◆ Requirement ◆
Below are some records; output exactly the lines from the line with "valley. Report pixel corners as JSON arrays." to the line with "cliff face. Report pixel corners as JSON arrays.", both ends kept, and nothing more.

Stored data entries

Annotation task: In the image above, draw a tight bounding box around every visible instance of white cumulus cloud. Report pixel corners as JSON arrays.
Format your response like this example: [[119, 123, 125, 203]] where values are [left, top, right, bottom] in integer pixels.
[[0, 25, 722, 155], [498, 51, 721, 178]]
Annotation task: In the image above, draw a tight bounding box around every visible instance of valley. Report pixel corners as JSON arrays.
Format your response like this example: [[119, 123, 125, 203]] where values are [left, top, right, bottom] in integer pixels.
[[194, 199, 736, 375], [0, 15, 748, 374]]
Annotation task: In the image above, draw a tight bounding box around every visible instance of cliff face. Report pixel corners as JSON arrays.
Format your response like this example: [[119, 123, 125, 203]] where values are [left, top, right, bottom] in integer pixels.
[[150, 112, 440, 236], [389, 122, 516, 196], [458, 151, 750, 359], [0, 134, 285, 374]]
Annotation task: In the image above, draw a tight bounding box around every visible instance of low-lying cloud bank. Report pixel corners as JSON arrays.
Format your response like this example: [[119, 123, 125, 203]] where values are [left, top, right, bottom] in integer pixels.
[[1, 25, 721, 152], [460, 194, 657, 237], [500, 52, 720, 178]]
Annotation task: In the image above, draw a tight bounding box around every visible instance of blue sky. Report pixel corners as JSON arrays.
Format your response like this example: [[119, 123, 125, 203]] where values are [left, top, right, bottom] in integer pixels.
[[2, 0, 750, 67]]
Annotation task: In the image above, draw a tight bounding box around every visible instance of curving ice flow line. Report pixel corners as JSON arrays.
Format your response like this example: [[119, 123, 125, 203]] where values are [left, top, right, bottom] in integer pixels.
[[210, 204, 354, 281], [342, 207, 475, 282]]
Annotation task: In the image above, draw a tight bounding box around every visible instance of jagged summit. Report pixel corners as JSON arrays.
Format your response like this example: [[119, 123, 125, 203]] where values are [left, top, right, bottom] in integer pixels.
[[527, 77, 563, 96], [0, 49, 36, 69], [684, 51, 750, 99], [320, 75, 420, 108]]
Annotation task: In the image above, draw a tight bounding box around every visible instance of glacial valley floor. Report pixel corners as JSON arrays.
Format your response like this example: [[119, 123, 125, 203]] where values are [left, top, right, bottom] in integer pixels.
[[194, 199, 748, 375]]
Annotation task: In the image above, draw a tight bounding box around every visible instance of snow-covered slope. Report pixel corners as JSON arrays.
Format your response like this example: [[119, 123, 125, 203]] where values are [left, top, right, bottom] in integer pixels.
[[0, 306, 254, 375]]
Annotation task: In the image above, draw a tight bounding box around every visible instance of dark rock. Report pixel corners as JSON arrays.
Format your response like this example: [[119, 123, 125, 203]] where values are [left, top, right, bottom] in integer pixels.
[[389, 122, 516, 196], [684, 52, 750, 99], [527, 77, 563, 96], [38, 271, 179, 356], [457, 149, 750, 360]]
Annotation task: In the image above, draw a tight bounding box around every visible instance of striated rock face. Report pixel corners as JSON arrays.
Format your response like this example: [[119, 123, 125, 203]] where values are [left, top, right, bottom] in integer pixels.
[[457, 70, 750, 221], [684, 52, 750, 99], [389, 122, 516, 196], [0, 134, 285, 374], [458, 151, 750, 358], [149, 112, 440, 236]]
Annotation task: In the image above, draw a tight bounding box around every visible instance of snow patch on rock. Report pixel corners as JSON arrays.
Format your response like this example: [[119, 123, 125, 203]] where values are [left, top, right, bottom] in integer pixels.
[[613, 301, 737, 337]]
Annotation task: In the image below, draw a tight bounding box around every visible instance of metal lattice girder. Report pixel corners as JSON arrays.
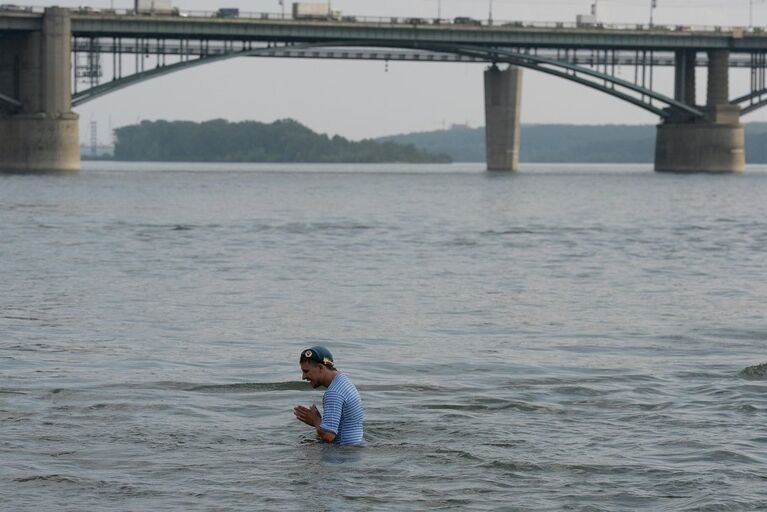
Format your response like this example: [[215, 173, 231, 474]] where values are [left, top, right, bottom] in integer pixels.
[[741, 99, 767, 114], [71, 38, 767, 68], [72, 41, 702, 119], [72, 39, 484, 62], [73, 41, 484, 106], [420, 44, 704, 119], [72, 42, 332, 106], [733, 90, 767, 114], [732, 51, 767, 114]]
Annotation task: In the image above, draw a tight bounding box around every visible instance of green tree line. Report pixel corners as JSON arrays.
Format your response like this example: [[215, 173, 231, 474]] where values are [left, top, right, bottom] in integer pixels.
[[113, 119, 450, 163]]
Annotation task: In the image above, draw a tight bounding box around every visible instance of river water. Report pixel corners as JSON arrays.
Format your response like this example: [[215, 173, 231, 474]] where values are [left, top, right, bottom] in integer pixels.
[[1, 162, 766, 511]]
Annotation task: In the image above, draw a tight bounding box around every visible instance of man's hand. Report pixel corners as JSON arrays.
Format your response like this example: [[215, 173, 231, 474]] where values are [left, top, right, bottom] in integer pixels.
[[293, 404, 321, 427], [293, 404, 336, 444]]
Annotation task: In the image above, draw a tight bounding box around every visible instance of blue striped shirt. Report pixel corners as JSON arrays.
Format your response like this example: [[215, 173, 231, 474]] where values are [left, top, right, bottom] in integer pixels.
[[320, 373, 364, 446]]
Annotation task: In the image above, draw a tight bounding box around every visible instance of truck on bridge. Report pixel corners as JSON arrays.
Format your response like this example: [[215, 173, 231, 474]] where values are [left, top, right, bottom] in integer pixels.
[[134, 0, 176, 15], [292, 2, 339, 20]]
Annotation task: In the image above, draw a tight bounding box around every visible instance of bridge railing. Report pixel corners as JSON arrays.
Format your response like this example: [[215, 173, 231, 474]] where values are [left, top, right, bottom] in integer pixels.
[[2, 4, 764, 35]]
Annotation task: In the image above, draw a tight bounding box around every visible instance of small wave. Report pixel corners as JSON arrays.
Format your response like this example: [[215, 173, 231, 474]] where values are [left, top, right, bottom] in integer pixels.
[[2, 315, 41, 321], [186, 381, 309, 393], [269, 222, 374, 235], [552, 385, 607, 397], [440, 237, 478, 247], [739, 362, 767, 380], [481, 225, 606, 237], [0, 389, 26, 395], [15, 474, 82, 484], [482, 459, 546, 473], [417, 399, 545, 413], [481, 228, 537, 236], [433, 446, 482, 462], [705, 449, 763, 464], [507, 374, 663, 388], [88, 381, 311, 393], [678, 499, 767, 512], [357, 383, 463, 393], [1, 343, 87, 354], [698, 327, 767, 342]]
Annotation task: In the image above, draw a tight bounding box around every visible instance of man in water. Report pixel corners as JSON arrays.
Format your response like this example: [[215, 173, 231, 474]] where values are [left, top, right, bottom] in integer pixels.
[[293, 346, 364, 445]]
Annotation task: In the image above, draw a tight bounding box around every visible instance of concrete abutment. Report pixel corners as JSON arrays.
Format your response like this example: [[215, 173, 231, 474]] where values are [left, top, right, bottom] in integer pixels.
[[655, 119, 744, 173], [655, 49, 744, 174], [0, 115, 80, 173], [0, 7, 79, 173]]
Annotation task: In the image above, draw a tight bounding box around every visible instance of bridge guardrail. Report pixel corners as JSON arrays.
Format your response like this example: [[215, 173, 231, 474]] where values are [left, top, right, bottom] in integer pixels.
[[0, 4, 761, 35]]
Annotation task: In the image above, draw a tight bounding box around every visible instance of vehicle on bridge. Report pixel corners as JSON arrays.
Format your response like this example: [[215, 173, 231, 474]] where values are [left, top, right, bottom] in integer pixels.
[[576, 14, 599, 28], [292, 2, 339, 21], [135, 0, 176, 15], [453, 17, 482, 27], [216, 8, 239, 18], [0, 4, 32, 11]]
...
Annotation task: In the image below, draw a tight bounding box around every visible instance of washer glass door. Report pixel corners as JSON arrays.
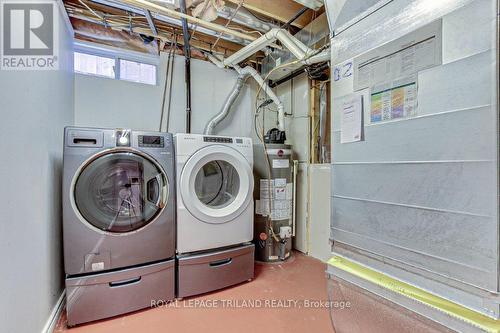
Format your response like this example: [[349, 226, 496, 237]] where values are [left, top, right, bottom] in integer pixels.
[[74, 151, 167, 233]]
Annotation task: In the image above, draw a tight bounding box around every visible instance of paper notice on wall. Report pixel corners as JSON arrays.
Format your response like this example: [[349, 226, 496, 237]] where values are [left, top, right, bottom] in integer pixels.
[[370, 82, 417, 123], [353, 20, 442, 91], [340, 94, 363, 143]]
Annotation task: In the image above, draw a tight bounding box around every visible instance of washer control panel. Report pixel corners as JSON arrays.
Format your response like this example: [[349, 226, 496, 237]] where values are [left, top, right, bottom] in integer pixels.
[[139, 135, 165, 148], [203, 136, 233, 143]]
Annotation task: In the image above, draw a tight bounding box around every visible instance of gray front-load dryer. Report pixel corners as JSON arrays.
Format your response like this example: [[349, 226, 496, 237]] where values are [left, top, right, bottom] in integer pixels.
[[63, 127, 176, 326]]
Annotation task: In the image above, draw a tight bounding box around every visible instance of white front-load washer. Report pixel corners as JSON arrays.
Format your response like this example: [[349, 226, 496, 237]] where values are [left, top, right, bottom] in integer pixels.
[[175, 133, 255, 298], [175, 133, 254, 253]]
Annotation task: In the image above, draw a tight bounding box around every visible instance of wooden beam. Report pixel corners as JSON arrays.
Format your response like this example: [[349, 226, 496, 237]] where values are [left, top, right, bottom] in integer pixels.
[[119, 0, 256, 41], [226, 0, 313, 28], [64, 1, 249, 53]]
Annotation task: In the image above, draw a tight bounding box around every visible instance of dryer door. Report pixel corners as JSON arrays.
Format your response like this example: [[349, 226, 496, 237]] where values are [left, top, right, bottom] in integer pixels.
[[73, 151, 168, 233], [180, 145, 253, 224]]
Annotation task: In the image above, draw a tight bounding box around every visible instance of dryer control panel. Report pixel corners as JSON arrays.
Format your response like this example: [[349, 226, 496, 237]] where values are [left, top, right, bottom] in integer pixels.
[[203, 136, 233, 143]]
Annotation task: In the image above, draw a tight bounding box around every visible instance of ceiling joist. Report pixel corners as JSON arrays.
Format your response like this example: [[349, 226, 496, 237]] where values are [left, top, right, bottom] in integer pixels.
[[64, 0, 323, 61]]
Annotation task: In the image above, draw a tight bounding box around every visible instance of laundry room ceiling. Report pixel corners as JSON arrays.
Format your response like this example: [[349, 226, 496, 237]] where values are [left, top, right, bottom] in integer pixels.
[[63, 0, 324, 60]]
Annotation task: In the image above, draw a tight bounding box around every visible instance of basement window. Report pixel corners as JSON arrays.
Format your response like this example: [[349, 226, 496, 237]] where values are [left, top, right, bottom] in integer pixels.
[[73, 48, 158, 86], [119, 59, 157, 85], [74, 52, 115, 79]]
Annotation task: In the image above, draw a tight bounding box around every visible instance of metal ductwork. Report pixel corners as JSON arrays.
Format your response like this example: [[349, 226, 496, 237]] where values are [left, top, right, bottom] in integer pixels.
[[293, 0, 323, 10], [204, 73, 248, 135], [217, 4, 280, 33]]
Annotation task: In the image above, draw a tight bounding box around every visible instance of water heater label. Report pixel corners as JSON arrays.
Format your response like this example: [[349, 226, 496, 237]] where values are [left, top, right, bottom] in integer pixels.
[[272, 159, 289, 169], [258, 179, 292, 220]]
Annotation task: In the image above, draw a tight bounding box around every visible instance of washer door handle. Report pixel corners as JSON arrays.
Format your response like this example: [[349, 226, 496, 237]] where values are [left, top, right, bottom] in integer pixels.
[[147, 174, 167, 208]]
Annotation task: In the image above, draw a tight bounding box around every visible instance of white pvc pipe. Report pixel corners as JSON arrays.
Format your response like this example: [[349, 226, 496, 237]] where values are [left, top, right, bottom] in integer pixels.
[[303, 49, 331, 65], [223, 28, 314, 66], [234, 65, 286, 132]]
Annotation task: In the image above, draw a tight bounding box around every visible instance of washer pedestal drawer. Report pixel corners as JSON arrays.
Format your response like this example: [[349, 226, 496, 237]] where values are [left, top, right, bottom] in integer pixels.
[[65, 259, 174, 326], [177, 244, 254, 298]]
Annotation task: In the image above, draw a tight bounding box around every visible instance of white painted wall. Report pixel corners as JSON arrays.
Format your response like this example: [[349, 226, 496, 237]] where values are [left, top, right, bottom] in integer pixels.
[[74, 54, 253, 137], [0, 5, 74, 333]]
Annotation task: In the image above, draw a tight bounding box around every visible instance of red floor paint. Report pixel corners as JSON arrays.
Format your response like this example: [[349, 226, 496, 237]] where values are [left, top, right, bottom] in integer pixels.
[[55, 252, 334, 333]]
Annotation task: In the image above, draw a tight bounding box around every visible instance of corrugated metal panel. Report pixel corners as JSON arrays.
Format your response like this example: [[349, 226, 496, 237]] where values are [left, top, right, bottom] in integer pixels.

◆ Exercise response ◆
Annotation task: In the image above, draw a tight bounding box around every visible instance of valley. Report pixel corners as JSON arrays.
Format your response like this example: [[119, 123, 125, 203]] where values are [left, top, right, bottom] in integer pixels.
[[194, 199, 736, 375], [0, 15, 748, 374]]
Annotation task: In the image above, draw a tight bounding box around every visible instance of cliff face. Report pixel corners as JSON arrays.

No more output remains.